Goal of the exercise ▸
In the forum thread on Fail2Ban and WordPress, why is jailing false login attempts across many WordPress instances on one server a problem? Answer in one to three sentences.

Supplied text ▸

★ ★ ★ ★

Has anybody managed to jail f.e. false login attempts out of numerous wordpress instances on one server? Every virtual wordpress site writes its logs in its own subdirectory but the Fail2Ban architecture is made for a consolidated operation. I know there is a wordpress plugin that beams messages into the /var/log/auth.log file. But I am hoping for a more clever solution that solves the task without having to touch every virtual server.
Any help will be rewarded with the gold medal of honor. Thanks!
I don’t use word press but i would hope you could conigure the log to and directory/file. If that is possible get each instance to log to the same file then use fail2ban to scan that. Or you could write a script that scans /home for the existance of the log files and then process from there
Thank you jimr1 for your suggestion. It is certainly the path of the solution. With wordfence we are again on the level of virtualmin. I hope to solve the problem once and for all for the whole server.
I am a bit confused. This is the Webmin area but it appears that the OP is using Virtualmin ?

★ ★ ★ ★

Data extracts ▸
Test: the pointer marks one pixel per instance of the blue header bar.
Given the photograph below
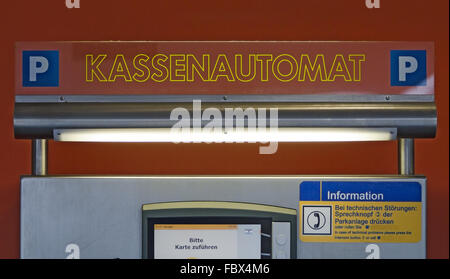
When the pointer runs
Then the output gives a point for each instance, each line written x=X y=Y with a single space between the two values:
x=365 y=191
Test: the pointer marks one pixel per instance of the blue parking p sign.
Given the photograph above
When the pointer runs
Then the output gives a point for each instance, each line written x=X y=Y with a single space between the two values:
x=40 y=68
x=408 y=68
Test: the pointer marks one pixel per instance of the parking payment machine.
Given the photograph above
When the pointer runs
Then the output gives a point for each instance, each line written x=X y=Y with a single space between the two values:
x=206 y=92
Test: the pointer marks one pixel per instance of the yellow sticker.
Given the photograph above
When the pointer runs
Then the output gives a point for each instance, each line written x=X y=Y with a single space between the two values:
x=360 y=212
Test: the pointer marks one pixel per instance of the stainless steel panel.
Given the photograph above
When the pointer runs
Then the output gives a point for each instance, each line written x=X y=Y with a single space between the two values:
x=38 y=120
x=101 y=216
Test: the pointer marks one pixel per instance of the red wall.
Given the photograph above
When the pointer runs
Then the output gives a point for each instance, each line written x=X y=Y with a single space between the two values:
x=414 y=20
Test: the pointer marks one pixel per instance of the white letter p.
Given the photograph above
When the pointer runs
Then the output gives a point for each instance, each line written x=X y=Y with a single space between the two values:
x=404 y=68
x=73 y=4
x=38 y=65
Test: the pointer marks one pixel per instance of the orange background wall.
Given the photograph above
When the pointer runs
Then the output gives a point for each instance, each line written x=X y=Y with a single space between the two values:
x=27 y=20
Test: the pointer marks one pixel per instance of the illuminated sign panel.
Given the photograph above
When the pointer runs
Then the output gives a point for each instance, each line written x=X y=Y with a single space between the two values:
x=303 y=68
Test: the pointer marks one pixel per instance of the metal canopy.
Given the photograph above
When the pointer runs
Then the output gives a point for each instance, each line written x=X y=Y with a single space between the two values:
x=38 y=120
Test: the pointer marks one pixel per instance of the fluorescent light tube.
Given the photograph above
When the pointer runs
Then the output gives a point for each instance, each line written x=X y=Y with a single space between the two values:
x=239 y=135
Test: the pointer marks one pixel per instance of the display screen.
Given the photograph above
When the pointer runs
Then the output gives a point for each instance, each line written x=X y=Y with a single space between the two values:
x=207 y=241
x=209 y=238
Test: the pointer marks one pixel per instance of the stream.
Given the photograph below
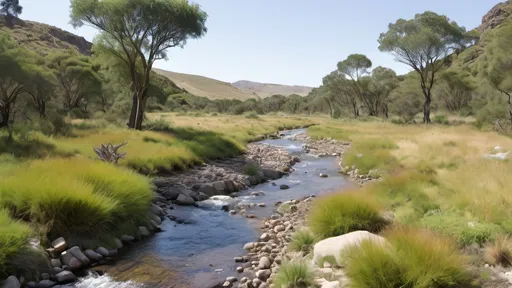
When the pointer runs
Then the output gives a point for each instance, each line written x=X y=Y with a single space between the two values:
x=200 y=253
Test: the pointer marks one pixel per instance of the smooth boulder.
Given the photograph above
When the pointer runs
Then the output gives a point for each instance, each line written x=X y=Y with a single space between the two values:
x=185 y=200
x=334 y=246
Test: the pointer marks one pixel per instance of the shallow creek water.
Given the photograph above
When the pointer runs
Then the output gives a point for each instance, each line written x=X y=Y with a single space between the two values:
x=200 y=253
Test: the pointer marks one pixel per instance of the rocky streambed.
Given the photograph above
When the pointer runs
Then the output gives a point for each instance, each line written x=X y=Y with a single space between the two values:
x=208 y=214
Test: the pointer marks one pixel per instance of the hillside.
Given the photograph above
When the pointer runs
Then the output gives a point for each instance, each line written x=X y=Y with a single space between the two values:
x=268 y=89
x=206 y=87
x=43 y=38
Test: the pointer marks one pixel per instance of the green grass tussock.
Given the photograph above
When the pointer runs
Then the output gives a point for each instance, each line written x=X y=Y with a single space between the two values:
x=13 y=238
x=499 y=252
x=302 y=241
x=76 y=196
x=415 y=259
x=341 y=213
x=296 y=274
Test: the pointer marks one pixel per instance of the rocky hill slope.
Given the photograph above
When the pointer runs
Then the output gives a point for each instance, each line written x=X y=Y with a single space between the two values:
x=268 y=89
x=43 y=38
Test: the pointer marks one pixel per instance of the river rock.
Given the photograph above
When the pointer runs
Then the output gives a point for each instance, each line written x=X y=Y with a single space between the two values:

★ ★ ★ ★

Solution to the exercise ▸
Each virtual WordPress site writes its logs in its own subdirectory. Fail2Ban, however, is designed for consolidated operation.